* What you need to do:
Edit the forum excerpt by reproducing the passage from "vitenti avatar May" to "to present issue." with "confusion" changed to "misunderstanding".

* Selected excerpt:
--*--
So while it may seem redundant that the statistic type appears in both the bin combination and the layout object, this redundancy enables a cleaner, scalable, and safer interface for building modeling pipelines.


We are going to post in the Firecrown slack channel a pointer to this issue. If there is a consensus that a change should be made, we can move in this direction.

vitenti avatar May 02 '25 19:05 vitenti

I understand that the meta data on which n(z) goes with which statistic needs to come in somewhere. My concern is that in the example that is most relevant when trying to use firecrown for some simple modelling (the two-point generator tutorial), the bundling of n(z) and statistic happens quietly in the background and causes confusion when approaching the modelling from a physical standpoint. This is mostly a documentation issue I think, and renaming *_BIN_COLLECTION to explicitly include a reference to this being only valid for harmonic space statistics would help to avoid some of the confusion that gave raise to present issue.

A minimal 3x2pt example starting with arrays for the n(z)s, from which some InferredGalaxyZDist are built explicitly with the measurement sets, with make_all_photoz_bin_combinations and producing some model predictions would be useful I believe. Right now all that information is scattered across multiple tutorials.
--*--
* Data shown:
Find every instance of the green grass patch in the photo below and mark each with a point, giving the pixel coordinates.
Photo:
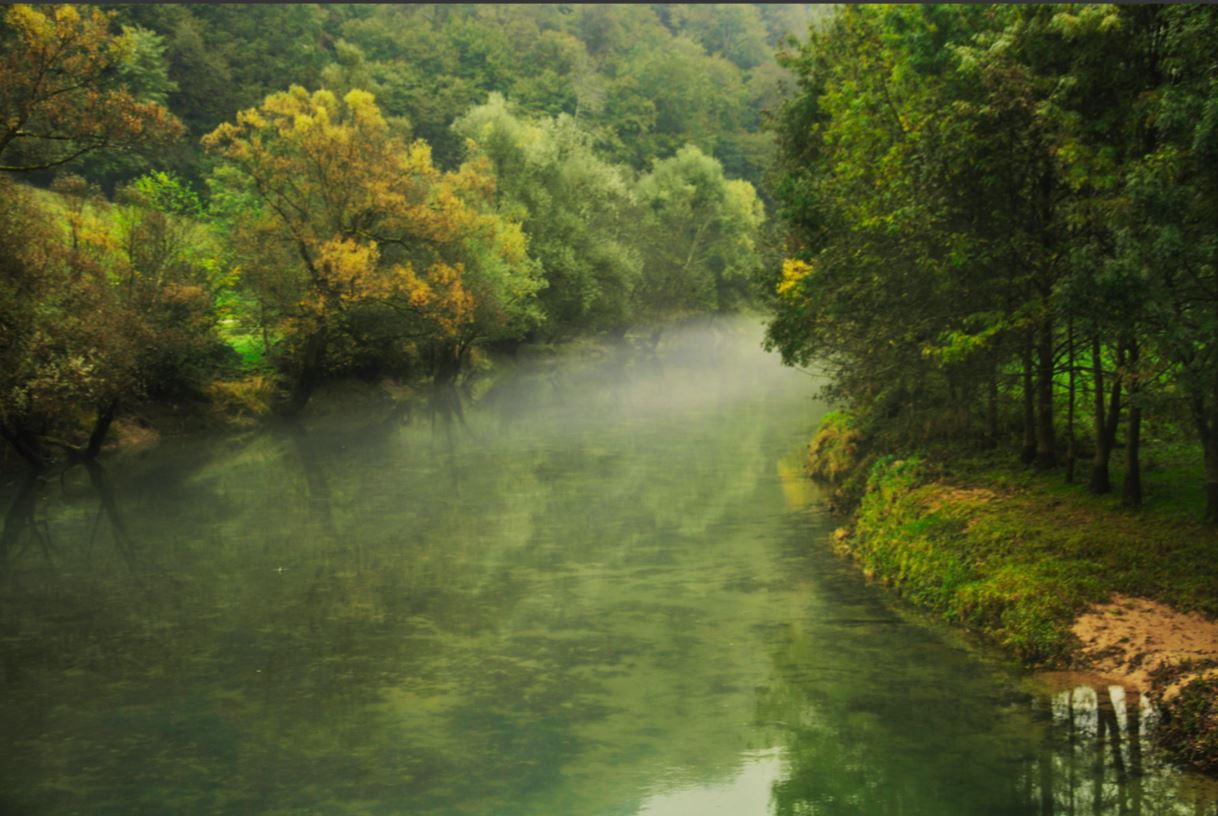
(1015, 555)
--*--
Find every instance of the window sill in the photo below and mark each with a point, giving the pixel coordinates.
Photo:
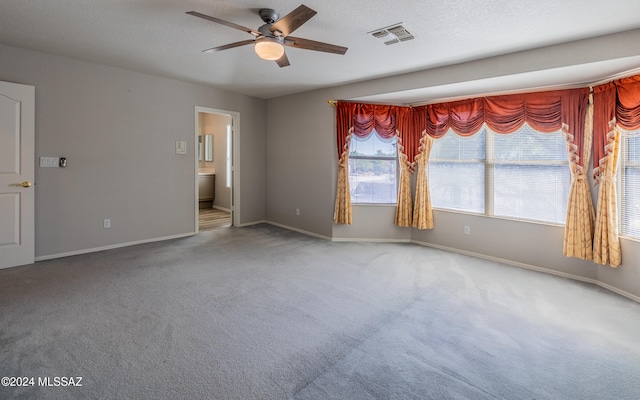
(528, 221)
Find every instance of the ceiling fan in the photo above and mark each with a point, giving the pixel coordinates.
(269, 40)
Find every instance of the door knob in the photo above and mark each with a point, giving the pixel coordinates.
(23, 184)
--*--
* Correct response:
vitenti avatar May 02 '25 19:05 vitenti

I understand that the meta data on which n(z) goes with which statistic needs to come in somewhere. My concern is that in the example that is most relevant when trying to use firecrown for some simple modelling (the two-point generator tutorial), the bundling of n(z) and statistic happens quietly in the background and causes misunderstanding when approaching the modelling from a physical standpoint. This is mostly a documentation issue I think, and renaming *_BIN_COLLECTION to explicitly include a reference to this being only valid for harmonic space statistics would help to avoid some of the misunderstanding that gave raise to present issue.